__QUOTED TEXT__.
╭──

Danes wave ‘auf wiedersehen’ with chins up
It could have gone either way on Sunday night. If only Jakob Poulsen’s effort had glanced the other side of the post, if only Nicklas Bendtner had been given the penalty, and if only the name on the big screen at the stadium in Lviv included an extra 't' and a 'n'. Bender, Bendtner, these are the fine lines by which games are won and lost.
But the gods of football did not favour the Danes that evening in Ukraine, and an inspired performance against tournament favourites Germany was not enough to see them through.
Michael Krohn-Dehli’s second goal of the tournament had equalised an early Lukas Podolski strike, and with the Dutch leading against Portugal at the time, Danish hopes were high. But in a flash everything changed. Cristiano Ronaldo scored for the Portuguese and Denmark suddenly needed all three points. The match hung in the balance for long periods of the second half. Germany had the lion’s share of the possession, but couldn’t capitalise, while Denmark went desperately close when Poulsen hit the post.
Then things got worse. Portugal took the lead against the Netherlands and Lars Bender put the Germans up after some unforgivable defending by Poulsen who let Bender stroll into the box and snuff out the Danish dreams. Agger was close with a header as time ran out, but there was no way Denmark would score two goals in the final ten minutes. As the ref blew the final whistle, the Danish players slumped to the ground with a mixture of disappointment and exhaustion.
Before the tournament had even started, it was apparent that Denmark would have to fire on all cylinders if they were to have any chance of progressing from the dreaded Group of Death. While some players rose to the occasion, flourishing in the Ukrainian sunshine, others, for whatever reason, failed to impress and lift the team.
Three players that sparkled
An injury to the first choice keeper, the out-of-form Thomas Sørensen, in a pre-tournament friendly against Brazil proved to be a blessing for the team. His replacement, Stephan Andersen, rose masterfully to the challenge and has been one of the best keepers in the tournament thus far. His performance against the Netherlands in the first game was absolutely brilliant.
There were few who predicted that Michael Krohn-Dehli, the little Brøndby left-winger, would score two goals and be one of the stars for Denmark at the Euros. But Michael Krohn-Dehli became the unlikely hero and wrote himself into Danish football folklore thanks to his stunning goal against the Netherlands and followed that up with an assist against Portugal and another goal against Germany.

╰──

Point placement records:
╭──

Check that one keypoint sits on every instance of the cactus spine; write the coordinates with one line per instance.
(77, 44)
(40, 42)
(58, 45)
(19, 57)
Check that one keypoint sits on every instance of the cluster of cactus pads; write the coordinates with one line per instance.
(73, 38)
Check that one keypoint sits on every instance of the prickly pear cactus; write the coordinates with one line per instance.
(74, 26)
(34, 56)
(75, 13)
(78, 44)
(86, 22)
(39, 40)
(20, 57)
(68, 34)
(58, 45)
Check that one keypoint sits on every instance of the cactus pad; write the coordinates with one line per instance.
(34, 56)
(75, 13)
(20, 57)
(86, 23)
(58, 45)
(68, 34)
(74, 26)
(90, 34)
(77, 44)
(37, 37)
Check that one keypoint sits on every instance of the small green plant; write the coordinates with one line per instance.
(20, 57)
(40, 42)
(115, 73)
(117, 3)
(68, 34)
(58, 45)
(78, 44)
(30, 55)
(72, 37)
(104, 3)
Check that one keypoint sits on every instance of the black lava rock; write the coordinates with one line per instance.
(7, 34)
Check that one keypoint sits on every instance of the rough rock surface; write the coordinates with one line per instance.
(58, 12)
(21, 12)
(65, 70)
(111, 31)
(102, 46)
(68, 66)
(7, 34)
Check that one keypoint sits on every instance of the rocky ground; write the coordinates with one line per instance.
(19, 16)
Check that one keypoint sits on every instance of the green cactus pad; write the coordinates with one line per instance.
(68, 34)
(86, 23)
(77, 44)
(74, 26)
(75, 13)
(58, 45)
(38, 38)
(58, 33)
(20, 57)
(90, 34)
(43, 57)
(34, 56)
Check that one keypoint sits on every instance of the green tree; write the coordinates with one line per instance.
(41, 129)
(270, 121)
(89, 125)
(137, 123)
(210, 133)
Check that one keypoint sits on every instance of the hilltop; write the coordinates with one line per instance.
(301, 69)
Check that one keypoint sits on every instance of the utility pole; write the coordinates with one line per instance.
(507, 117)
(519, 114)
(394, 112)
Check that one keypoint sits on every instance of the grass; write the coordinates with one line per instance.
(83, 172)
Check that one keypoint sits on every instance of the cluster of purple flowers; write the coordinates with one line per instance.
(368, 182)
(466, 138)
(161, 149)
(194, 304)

╰──

__WHAT YOU NEED TO DO__.
(a) In the article about Denmark's exit from the tournament, who took over in goal after Thomas Sørensen was injured?
(b) Quote the part of the article about Denmark's exit that opens with the words containing "Three players that" and closes with "was absolutely brilliant.".

__RESULTS FOR EACH TASK__.
(a) Stephan Andersen

(b)
Three players that sparkled
An injury to the first choice keeper, the out-of-form Thomas Sørensen, in a pre-tournament friendly against Brazil proved to be a blessing for the team. His replacement, Stephan Andersen, rose masterfully to the challenge and has been one of the best keepers in the tournament thus far. His performance against the Netherlands in the first game was absolutely brilliant.